::: DATA LISTING
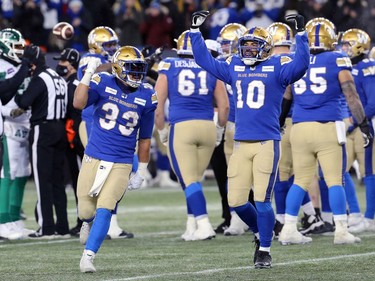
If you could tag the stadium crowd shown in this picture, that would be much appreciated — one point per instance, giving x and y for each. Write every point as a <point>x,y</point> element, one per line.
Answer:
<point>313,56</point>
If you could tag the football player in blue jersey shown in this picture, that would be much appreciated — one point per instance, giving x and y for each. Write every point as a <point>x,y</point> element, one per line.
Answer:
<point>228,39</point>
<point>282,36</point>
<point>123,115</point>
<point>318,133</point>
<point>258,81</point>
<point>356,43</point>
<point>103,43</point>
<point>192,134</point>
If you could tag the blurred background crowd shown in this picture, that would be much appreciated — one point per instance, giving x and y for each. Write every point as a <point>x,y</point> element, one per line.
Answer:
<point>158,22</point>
::::::
::: DATA LISTING
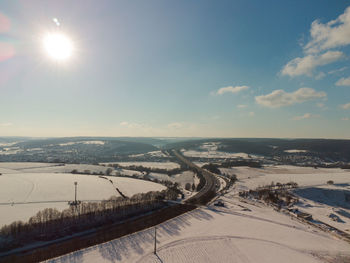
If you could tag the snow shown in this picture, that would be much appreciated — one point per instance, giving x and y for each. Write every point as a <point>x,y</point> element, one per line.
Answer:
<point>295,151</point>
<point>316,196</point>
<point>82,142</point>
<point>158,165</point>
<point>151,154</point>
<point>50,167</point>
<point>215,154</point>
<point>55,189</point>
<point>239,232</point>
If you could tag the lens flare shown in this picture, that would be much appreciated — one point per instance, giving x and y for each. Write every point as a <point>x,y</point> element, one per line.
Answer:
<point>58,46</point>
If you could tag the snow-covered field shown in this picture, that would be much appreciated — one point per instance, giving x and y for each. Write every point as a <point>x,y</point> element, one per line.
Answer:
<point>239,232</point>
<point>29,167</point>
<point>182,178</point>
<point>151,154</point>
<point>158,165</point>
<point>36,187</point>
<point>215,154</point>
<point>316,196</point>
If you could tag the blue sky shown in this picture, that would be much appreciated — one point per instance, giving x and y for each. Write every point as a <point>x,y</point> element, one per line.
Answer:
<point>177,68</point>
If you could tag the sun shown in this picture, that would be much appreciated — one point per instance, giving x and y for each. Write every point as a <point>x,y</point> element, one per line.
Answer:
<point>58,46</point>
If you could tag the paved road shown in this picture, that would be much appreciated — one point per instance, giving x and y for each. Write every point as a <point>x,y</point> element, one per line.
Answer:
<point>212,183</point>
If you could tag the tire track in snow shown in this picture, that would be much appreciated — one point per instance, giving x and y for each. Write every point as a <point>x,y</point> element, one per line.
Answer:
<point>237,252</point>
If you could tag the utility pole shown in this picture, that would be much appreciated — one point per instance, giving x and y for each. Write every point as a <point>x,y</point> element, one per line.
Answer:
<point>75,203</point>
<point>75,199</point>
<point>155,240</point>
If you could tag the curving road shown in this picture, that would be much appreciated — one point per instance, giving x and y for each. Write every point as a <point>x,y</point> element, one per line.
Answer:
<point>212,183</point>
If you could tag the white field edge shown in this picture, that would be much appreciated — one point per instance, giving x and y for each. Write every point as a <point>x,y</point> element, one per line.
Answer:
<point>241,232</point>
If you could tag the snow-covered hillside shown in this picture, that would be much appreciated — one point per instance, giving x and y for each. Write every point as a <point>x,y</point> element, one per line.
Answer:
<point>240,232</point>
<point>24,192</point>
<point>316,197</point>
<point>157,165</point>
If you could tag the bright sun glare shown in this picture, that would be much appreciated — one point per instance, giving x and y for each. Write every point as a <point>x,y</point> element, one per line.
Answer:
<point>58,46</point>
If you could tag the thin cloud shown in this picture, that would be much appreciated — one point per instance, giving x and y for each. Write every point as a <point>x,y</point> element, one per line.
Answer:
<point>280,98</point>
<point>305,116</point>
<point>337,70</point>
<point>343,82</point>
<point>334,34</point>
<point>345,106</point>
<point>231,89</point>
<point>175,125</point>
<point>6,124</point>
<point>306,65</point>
::::::
PROBLEM STATEMENT: Rewrite the lines between the line holding "If you could tag the paved" and the line holding "<point>155,240</point>", inclusive, changing "that would be much appreciated" to "that would help a lot" and leaving everything else untouched.

TASK ANSWER:
If you could tag the paved road shown in this picture, that would help a lot — one point per instance, giving x and y for each. Write every point as a <point>x,y</point> element, one per line.
Answer:
<point>212,183</point>
If you could tag the tire track in snow shown in this picture, that would help a lot — one point per instance, giving x and y for each. Write every point as a <point>x,y</point> element, one per line.
Answer:
<point>237,252</point>
If you could tag the utility pole shown in this picture, that would help a lot — one point per instance, giving x and y for each. Write every point as a <point>x,y</point> element, one per line.
Answer:
<point>75,203</point>
<point>75,199</point>
<point>155,240</point>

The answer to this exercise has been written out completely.